- **Tarefas**
A. Segundo o texto sobre a vida na velhice e no sofrimento, por que seria anacrónico esperar da revelação bíblica uma condenação explícita das tentativas de antecipar o fim das pessoas idosas e doentes? Responda em uma a três frases.
B. No texto sobre a vida na velhice e no sofrimento, como é apresentado o ideal do tempo messiânico?
C. Devolva do texto sobre a vida na velhice e no sofrimento o trecho que vai de "Mas, como enfrentar" até "desígnio de amor.", inclusive.

- **Documento de origem**
------
«CONFIEI MESMO QUANDO DISSE: "SOU UM HOMEM DE TODO INFELIZ"» (SAL 116115, 10): A VIDA NA VELHICE E NO SOFRIMENTO

46. Também no que se refere aos últimos dias da existência, seria anacrónico esperar da revelação bíblica uma referência expressa à problemática actual do respeito pelas pessoas idosas e doentes, ou uma explícita condenação das tentativas de lhes antecipar violentamente o fim: encontramo-nos, de facto, perante um contexto cultural e religioso que não está pervertido por tais tentações, mas antes reconhece na sabedoria e experiência do ancião uma riqueza insubstituível para a família e a sociedade.

A velhice goza de prestígio e é circundada de veneração (cf. 2 Mac 6, 23). O justo não pede para ser privado da velhice nem do seu peso; antes pelo contrário: «Vós sois a minha esperança, a minha confiança, Senhor, desde a minha juventude. (...) Agora, na velhice e na decrepitude, não me abandoneis, ó Deus; para que narre às gerações a força do vosso braço, o vosso poder a todos os que hão-de vir» (Sal 7170, 5.18). O ideal do tempo messiânico é apresentado como aquele em que «não mais haverá (...) um velho que não complete os seus dias» (Is 65, 20).

Mas, como enfrentar o declínio inevitável da vida, na velhice?Como comportar-se frente à morte? O crente sabe que a sua vida está nas mãos de Deus: «Senhor, nas tuas mãos está a minha vida» (cf. Sal 1615, 5); e d'Ele aceite também a morte: «Este é o juízo do Senhor sobre toda a humanidade; e porque quererias reprovar a lei do Altíssimo?» (Sir 41, 4). O homem não é senhor nem da vida nem da morte; tanto numa como noutra, deve abandonar-se totalmente à «vontade do Altíssimo», ao seu desígnio de amor.

Também no momento da doença, o homem é chamado a viver a mesma entrega ao Senhor e a renovar a sua confiança fundamental n'Aquele que «sara todas as enfermidades» (cf. Sal 103102, 3). Quando toda e qualquer esperança de saúde parece fechar-se para o homem — a ponto de o levar a gritar: «Os meus dias são como a sombra que declina, e vou-me secando como o feno» (Sal 102101, 12) — , mesmo então o crente está animado pela fé inabalável no poder vivificador de Deus. A doença não o leva ao desespero nem ao desejo da morte, mas a uma invocação cheia de esperança: «Confiei mesmo quando disse: "Sou um homem de todo infeliz"» (Sal 116115, 10); «Senhor, meu Deus, a vós clamei e fui curado. Senhor, livrastes a minha alma da mansão dos mortos; destes-me a vida quando já descia ao túmulo» (Sal 3029, 3-4).
------
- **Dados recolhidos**
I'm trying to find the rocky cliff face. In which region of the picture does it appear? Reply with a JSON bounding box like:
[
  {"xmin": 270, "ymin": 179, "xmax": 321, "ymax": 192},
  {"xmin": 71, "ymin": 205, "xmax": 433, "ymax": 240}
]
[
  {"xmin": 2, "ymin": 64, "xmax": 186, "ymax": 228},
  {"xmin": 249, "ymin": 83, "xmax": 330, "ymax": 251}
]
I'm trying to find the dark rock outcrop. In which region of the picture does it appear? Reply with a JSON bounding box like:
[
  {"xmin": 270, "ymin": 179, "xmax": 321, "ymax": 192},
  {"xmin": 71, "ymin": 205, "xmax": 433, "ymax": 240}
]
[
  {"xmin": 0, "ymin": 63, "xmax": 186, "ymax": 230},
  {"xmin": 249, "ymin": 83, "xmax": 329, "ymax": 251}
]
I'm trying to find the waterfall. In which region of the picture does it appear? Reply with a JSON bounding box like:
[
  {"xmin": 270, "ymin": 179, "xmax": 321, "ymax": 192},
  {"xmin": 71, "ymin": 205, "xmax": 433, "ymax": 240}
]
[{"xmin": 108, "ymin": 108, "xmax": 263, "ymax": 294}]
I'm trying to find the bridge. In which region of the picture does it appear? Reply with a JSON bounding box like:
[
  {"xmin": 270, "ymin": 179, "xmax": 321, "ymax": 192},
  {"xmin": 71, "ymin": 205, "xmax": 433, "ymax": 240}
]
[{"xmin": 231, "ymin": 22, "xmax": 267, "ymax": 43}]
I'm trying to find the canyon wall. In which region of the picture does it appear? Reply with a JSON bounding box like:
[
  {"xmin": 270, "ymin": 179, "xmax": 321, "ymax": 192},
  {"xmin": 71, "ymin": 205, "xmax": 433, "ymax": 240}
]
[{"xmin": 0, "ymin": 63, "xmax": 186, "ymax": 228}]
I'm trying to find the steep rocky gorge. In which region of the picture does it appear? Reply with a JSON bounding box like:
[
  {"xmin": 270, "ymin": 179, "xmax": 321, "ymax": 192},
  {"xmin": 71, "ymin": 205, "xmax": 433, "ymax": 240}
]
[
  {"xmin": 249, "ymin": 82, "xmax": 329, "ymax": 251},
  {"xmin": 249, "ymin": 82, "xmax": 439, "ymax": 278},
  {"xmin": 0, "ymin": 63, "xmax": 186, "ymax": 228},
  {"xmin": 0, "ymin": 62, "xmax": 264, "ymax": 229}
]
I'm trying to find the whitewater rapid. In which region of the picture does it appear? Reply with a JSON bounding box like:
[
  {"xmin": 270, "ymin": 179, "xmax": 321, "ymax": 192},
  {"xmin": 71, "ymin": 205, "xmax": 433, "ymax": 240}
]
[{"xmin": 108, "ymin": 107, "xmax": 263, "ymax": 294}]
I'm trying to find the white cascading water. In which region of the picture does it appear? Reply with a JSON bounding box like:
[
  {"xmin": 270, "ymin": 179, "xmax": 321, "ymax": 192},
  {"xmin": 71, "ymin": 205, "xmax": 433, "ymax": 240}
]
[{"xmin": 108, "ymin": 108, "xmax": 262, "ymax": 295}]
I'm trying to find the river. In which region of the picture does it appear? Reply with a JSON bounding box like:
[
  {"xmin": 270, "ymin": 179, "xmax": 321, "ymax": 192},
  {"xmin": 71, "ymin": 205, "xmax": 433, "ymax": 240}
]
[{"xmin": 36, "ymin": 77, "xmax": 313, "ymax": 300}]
------
- **Respostas por tarefa**
A. A revelação bíblica situa-se num contexto cultural e religioso que não está pervertido por tais tentações. Esse contexto reconhece na sabedoria e na experiência do ancião uma riqueza insubstituível para a família e a sociedade.

B. Como aquele em que «não mais haverá (...) um velho que não complete os seus dias».

C.
Mas, como enfrentar o declínio inevitável da vida, na velhice?Como comportar-se frente à morte? O crente sabe que a sua vida está nas mãos de Deus: «Senhor, nas tuas mãos está a minha vida» (cf. Sal 1615, 5); e d'Ele aceite também a morte: «Este é o juízo do Senhor sobre toda a humanidade; e porque quererias reprovar a lei do Altíssimo?» (Sir 41, 4). O homem não é senhor nem da vida nem da morte; tanto numa como noutra, deve abandonar-se totalmente à «vontade do Altíssimo», ao seu desígnio de amor.